> [Lista de actividades]
- a) Resume en dos oraciones el artículo sobre los 100 días de gobierno.
- b) Según el artículo sobre los 100 días de gobierno, ¿sobre qué asuntos quedan la duda y las preguntas? Enuméralos todos.

> [Sección del documento]
######

100 días a la deriva
El gobierno panista que tomó posesión el primero de diciembre cumple en estas fechas 100 días de gestión. De sus habilidades para hacer frente a los temporales habla el hecho de que haya sorteado la estela de protestas e impugnaciones que dejó tras de sí la elección del 2 de julio. Quedan, por supuesto, la duda y las preguntas sobre la limpieza de unos comicios presidenciales empañados por el voto clientelar (como el de las maquinarias del SNTE, que finalmente definieron los números), sobre el financiamiento del delirio mediático que convirtió al país en una arena de linchamientos y, más que nada, sobre los límites del poder presidencial, que Vicente Fox, según sus propias declaraciones, utilizó masiva e ilegalmente para derrotar a la oposición. ¿No debería estar compareciendo frente a un tribunal penal? Dudas y preguntas que irán creciendo si la administración no logra, como hasta la fecha, marcar metas que correspondan a los anhelos de la sociedad y encontrar un rumbo que defina sus acciones.
Fijar fechas a la política es un ejercicio tan esotérico como fijar fechas al clima: en política hay días que deciden años y años que merecerían pasar inadvertidos. Pero 100 días son suficientes para mostrar los síntomas de una gestión que hasta aquí sólo alcanza la calificación de reprobada.

######

[Registros tomados de un conjunto de datos]
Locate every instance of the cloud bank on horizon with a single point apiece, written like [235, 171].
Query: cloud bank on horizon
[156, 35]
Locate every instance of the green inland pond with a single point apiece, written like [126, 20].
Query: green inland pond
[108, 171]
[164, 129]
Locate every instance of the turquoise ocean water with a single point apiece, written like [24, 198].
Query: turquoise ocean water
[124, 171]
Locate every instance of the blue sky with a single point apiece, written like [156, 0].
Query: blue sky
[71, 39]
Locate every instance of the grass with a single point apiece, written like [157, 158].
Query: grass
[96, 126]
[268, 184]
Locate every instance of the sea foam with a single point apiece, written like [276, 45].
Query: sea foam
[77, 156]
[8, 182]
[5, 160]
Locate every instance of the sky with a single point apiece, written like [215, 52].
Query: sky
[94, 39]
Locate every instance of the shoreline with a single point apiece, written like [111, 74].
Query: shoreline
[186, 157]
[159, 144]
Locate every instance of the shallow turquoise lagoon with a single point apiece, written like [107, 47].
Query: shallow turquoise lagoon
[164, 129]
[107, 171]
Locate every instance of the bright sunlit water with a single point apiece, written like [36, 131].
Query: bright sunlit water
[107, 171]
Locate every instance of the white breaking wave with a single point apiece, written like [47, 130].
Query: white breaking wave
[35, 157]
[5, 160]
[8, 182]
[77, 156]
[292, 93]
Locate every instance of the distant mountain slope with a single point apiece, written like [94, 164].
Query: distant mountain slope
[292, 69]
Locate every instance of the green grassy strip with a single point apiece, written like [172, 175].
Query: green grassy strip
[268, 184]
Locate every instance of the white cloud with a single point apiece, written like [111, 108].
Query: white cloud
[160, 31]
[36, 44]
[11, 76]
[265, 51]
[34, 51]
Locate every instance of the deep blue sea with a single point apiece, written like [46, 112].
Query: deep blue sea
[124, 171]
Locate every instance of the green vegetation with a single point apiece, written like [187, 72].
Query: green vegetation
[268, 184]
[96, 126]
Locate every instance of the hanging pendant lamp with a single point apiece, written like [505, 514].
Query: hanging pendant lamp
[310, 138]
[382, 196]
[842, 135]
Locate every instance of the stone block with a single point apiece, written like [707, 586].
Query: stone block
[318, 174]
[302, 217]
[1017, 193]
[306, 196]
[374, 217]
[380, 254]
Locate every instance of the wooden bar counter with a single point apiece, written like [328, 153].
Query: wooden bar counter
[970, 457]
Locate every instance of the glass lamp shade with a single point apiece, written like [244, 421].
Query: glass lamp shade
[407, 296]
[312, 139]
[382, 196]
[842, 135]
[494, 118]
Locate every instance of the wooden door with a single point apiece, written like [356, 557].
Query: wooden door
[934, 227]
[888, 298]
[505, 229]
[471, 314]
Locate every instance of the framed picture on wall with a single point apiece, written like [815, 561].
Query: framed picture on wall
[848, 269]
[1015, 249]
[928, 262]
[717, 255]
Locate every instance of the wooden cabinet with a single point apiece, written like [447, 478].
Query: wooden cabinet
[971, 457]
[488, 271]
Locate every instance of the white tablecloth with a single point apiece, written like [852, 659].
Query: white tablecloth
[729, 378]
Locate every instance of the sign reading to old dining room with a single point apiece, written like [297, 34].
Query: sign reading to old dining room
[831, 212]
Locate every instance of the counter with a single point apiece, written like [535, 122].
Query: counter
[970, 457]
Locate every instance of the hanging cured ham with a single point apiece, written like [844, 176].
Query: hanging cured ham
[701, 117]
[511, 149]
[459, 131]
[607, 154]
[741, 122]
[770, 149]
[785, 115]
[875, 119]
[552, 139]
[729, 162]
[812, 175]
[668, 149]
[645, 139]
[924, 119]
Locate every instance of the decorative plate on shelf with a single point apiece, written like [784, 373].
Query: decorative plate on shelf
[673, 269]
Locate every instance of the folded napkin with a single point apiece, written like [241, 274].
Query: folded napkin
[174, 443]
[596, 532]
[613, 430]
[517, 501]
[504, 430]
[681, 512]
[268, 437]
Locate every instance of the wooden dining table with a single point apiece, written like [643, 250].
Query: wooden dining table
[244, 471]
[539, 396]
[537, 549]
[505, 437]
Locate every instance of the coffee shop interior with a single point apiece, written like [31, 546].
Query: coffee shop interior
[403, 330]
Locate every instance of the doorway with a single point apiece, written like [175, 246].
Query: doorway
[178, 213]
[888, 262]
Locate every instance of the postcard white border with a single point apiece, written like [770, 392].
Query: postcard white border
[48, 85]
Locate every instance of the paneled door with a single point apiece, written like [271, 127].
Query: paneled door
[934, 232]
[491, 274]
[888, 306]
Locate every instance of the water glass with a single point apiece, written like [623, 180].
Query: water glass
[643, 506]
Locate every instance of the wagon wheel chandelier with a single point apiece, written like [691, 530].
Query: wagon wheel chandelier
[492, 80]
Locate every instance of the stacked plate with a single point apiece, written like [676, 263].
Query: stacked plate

######

> [Resultados esperados]
- a) El gobierno panista, que tomó posesión el primero de diciembre y cumple 100 días de gestión, ha sorteado las protestas e impugnaciones que dejó la elección del 2 de julio. Aun así, quedan dudas sobre la limpieza de los comicios, el financiamiento mediático y los límites del poder presidencial, y la gestión hasta ahora sólo alcanza la calificación de reprobada.

- b)
- La limpieza de unos comicios presidenciales empañados por el voto clientelar
- El financiamiento del delirio mediático que convirtió al país en una arena de linchamientos
- Los límites del poder presidencial, que Vicente Fox utilizó masiva e ilegalmente para derrotar a la oposición